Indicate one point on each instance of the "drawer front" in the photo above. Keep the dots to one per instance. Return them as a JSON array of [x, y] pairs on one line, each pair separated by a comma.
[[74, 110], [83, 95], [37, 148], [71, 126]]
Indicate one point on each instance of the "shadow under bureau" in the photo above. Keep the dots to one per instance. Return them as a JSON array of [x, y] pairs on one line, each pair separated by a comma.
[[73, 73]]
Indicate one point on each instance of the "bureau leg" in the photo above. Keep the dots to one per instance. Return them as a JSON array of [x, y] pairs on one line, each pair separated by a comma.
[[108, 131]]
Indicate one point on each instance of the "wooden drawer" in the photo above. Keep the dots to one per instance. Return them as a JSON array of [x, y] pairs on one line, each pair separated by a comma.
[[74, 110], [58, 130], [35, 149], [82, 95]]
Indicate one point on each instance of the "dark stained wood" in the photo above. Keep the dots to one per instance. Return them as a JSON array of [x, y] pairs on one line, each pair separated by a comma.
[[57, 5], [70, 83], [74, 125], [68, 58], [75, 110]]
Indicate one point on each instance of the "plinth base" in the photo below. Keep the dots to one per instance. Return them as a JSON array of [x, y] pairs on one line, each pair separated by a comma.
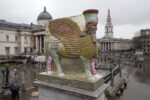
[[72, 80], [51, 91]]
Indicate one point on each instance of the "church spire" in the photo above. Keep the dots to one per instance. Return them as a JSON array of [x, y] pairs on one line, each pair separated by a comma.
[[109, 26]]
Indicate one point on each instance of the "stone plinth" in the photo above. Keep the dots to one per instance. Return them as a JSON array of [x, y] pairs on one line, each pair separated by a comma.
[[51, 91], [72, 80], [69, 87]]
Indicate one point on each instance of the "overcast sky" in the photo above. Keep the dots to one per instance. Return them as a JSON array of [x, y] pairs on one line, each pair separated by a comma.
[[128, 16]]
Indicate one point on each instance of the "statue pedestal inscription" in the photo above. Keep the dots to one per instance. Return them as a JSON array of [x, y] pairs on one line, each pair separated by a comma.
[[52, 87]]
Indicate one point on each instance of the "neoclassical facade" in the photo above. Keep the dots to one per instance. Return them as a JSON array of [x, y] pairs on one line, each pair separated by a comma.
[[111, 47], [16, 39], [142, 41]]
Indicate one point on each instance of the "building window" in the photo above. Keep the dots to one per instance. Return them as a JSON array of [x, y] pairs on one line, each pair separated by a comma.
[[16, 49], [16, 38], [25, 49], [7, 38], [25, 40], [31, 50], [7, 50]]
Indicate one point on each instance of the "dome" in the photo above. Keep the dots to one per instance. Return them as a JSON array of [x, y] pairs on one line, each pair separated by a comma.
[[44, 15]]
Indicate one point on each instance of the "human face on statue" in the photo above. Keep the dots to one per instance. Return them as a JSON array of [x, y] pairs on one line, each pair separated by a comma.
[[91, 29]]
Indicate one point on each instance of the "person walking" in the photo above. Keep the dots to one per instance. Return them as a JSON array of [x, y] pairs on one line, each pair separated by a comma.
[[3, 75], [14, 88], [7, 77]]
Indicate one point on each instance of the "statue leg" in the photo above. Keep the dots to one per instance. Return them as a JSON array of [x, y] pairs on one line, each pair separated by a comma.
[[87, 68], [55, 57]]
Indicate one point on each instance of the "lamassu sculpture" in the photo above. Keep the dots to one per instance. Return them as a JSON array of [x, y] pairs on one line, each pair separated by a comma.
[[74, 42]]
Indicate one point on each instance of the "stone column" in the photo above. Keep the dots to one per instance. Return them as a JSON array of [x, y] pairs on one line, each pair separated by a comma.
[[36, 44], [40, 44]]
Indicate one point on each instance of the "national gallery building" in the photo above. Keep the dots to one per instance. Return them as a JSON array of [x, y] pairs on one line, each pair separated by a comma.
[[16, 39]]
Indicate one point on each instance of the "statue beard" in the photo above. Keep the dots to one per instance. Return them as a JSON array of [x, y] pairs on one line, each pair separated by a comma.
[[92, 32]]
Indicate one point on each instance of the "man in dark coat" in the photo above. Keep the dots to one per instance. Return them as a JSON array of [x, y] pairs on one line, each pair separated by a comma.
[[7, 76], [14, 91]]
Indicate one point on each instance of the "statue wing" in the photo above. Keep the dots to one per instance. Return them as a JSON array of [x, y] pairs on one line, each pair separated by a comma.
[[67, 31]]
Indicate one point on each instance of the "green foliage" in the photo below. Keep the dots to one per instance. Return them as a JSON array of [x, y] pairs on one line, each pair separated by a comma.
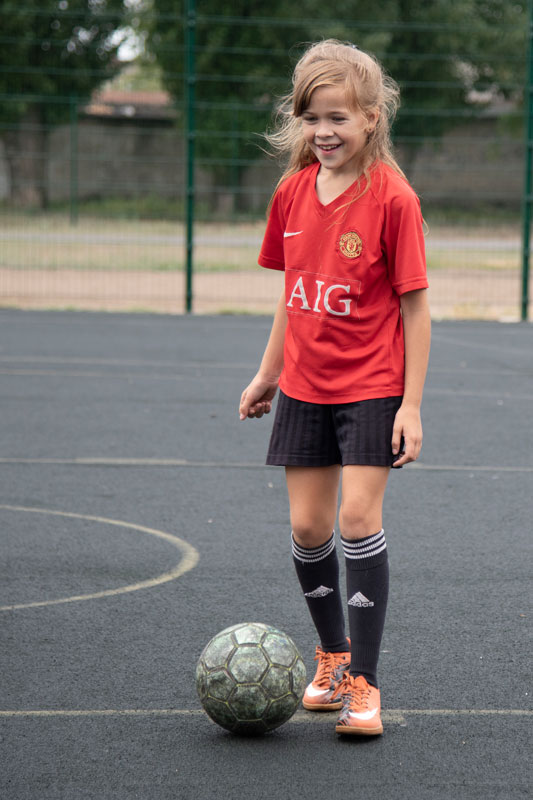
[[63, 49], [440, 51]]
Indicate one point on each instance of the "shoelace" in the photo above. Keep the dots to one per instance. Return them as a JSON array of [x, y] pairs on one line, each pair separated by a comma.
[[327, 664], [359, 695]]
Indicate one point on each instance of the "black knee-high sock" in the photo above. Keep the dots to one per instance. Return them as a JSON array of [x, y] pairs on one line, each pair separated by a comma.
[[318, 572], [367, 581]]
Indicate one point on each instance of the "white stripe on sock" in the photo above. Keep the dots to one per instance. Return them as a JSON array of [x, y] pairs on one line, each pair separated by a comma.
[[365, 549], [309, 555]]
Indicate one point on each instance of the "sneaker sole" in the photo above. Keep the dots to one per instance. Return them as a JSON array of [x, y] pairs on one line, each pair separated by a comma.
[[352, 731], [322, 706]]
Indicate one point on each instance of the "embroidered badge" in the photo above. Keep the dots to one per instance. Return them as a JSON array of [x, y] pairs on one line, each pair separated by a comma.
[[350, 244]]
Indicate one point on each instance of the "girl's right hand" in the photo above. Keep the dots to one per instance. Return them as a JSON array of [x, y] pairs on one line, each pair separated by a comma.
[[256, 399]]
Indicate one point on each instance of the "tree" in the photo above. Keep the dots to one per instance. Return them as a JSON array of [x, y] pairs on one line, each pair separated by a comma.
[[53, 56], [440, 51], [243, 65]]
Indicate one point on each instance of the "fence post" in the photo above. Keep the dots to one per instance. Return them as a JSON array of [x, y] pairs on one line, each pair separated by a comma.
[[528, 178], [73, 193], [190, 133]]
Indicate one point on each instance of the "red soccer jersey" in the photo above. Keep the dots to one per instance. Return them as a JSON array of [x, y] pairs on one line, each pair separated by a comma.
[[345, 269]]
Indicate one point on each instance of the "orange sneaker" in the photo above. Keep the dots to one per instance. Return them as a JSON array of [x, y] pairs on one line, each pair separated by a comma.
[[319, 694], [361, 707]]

...

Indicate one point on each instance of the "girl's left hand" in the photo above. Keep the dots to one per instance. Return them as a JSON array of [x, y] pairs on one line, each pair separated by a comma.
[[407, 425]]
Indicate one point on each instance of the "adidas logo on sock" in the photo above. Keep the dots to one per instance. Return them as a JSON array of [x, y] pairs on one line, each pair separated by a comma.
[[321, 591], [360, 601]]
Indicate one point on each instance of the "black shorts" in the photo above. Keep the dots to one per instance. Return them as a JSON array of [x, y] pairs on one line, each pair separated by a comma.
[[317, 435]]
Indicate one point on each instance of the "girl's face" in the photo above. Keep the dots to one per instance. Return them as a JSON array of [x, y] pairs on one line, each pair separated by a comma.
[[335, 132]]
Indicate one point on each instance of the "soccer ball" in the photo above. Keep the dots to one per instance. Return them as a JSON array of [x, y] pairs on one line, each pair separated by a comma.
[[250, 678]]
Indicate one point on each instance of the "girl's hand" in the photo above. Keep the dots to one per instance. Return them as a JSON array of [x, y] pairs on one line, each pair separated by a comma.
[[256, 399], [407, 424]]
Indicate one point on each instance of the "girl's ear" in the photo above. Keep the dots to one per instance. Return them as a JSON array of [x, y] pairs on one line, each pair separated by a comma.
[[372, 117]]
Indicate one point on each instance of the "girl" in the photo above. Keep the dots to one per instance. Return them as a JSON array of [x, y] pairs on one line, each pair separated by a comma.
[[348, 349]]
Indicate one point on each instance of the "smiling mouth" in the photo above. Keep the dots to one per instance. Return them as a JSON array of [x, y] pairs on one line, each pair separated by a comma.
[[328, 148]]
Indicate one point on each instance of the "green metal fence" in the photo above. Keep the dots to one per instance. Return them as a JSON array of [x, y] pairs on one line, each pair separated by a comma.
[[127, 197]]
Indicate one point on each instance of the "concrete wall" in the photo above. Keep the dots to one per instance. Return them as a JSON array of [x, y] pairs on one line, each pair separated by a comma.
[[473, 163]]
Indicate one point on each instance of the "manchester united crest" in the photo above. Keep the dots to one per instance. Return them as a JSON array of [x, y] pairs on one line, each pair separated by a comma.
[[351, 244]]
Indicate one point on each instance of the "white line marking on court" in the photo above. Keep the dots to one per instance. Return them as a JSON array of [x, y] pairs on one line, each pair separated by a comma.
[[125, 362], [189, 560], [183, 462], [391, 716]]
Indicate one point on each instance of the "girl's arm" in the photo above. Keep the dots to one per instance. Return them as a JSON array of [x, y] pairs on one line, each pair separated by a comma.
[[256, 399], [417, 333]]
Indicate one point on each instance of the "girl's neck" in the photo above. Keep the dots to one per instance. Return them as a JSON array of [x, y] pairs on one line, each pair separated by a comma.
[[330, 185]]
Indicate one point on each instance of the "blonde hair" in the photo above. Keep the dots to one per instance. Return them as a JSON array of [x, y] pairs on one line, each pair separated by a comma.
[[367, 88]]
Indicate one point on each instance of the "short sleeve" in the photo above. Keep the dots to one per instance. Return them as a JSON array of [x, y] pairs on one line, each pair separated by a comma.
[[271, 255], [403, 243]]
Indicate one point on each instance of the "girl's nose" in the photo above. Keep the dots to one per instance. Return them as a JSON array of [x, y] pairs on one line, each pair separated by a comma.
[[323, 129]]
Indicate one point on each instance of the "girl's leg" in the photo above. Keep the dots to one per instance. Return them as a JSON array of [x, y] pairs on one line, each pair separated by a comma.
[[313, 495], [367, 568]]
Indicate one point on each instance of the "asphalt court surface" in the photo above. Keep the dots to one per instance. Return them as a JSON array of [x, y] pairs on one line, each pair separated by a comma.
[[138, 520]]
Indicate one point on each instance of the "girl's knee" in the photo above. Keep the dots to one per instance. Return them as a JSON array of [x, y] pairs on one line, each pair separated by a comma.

> [Work to complete]
Please show every line of the listing above that contains the word "sculpture", copying each one in full.

> [Exercise output]
Indicate one point on each instance of the "lamassu sculpture" in the photo above. Keep the dots to one per instance. Return them as a JSON array of [x, y] pairs on one line, each pair separated by a comma.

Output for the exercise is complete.